**ARTICLE:**

Time travel is a well-worn conceit in genre, but in the case of The Umbrella Academy, it allows for the introduction of a brand-new supporting cast of characters, including Ritu Arya as Lila Pitts, adopted daughter of The Handler (Kate Walsh) who has a quiet fondness for Diego; and Marin Ireland as Sissy Cooper, a married mother who meets Vanya immediately after her arrival in Dallas and develops a connection with her.
After The Umbrella Academy's second season drop on Netflix, SYFY FANGRRLS had the opportunity to speak to both Arya and Ireland by phone about joining the cast and the relationships their respective characters got to explore.
Warning: Spoilers within this interview for Season 2 of The Umbrella Academy.
In terms of insider info, neither of the actors were given that much advance knowledge about who they'd be playing on the show — aside from what teases were provided to them by creator Steve Blackman, which, like the series itself, came out in bits and pieces rather than one big info drop.

**WORK TO COMPLETE:**
[1] According to the interview, who plays Sissy Cooper?
[2] Rewrite the interview between "Time travel is" and "got to explore.", inclusive, replacing "Dallas" with "Houston".
The lines after this have no connection to the interview.

**ITEMS:**
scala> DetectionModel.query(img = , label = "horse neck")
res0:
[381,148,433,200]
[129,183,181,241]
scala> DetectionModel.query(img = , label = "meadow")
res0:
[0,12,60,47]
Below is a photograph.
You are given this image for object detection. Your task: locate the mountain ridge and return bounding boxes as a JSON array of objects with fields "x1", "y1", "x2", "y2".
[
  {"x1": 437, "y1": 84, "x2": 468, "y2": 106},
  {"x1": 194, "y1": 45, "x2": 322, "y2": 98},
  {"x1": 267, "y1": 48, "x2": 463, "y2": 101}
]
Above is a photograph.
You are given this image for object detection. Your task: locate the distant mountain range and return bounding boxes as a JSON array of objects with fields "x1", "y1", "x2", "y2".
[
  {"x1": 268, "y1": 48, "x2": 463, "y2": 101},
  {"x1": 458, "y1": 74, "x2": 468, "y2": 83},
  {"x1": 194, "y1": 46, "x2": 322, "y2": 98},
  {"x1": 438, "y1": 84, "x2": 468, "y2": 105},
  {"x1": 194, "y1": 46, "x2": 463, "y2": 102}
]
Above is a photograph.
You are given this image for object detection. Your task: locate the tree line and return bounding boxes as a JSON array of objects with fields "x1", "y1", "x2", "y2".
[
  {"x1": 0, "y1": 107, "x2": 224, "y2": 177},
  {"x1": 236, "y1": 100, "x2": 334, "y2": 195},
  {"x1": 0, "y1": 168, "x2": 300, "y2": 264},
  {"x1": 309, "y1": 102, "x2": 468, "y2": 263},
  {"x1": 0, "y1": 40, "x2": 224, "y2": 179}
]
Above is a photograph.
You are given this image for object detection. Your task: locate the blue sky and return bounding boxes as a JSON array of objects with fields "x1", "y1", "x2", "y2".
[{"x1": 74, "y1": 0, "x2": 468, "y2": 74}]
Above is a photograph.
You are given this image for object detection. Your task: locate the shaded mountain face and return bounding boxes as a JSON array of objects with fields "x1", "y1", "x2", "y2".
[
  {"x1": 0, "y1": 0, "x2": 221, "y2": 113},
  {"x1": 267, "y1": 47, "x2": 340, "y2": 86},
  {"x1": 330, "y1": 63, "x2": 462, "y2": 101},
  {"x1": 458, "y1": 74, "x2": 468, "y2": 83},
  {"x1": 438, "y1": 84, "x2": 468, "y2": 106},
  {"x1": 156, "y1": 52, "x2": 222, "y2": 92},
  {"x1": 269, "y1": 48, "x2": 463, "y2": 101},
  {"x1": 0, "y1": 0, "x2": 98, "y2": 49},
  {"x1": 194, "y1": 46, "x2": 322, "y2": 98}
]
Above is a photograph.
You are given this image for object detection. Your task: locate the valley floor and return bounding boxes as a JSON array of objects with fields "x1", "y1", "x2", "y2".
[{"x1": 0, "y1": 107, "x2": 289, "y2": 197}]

**OUTPUTS FOR THE TASKS:**
[1] Marin Ireland

[2]
Time travel is a well-worn conceit in genre, but in the case of The Umbrella Academy, it allows for the introduction of a brand-new supporting cast of characters, including Ritu Arya as Lila Pitts, adopted daughter of The Handler (Kate Walsh) who has a quiet fondness for Diego; and Marin Ireland as Sissy Cooper, a married mother who meets Vanya immediately after her arrival in Houston and develops a connection with her.
After The Umbrella Academy's second season drop on Netflix, SYFY FANGRRLS had the opportunity to speak to both Arya and Ireland by phone about joining the cast and the relationships their respective characters got to explore.